DATA PROVIDED =
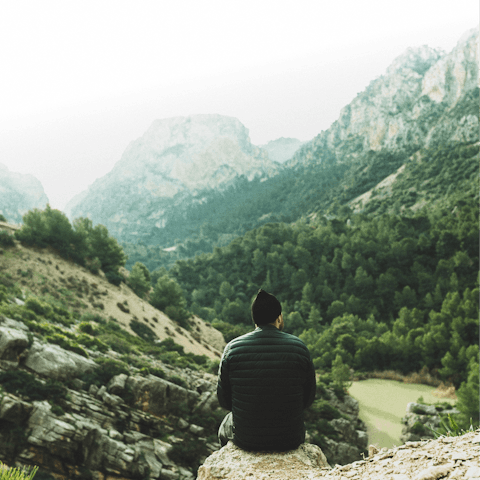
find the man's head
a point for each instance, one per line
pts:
(266, 309)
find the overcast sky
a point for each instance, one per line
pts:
(81, 79)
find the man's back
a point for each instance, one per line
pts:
(267, 379)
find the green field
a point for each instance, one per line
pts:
(382, 405)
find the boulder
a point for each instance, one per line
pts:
(14, 410)
(12, 342)
(54, 362)
(348, 405)
(341, 452)
(232, 463)
(158, 396)
(116, 386)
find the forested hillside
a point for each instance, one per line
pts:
(383, 292)
(429, 177)
(421, 118)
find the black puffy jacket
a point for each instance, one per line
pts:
(266, 378)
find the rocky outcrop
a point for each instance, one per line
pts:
(421, 419)
(18, 194)
(174, 161)
(426, 97)
(126, 429)
(282, 149)
(351, 437)
(447, 457)
(232, 463)
(52, 361)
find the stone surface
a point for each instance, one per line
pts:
(54, 362)
(179, 156)
(447, 457)
(12, 343)
(427, 415)
(157, 396)
(19, 193)
(232, 463)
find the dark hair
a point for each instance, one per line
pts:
(265, 308)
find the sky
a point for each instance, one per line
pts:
(82, 79)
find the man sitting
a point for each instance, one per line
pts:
(266, 379)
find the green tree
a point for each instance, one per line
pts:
(469, 394)
(341, 373)
(168, 297)
(138, 280)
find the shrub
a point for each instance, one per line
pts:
(23, 383)
(418, 429)
(178, 381)
(66, 343)
(108, 368)
(6, 240)
(17, 473)
(143, 331)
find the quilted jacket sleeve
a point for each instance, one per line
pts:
(310, 386)
(224, 391)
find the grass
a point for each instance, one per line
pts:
(383, 403)
(17, 473)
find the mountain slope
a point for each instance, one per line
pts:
(18, 194)
(44, 273)
(173, 163)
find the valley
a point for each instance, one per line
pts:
(368, 235)
(383, 404)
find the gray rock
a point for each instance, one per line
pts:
(116, 385)
(169, 475)
(182, 424)
(196, 430)
(10, 323)
(93, 390)
(207, 402)
(148, 452)
(341, 452)
(230, 462)
(14, 410)
(12, 343)
(57, 363)
(362, 439)
(161, 451)
(158, 396)
(78, 384)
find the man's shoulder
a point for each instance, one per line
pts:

TASK =
Reproduce, without alteration, the lines of the records from the line containing "find the man's shoulder" through the end of the records, inclusive.

ANSWER BELOW =
find the man's shoulder
a point for each instance, one per line
pts:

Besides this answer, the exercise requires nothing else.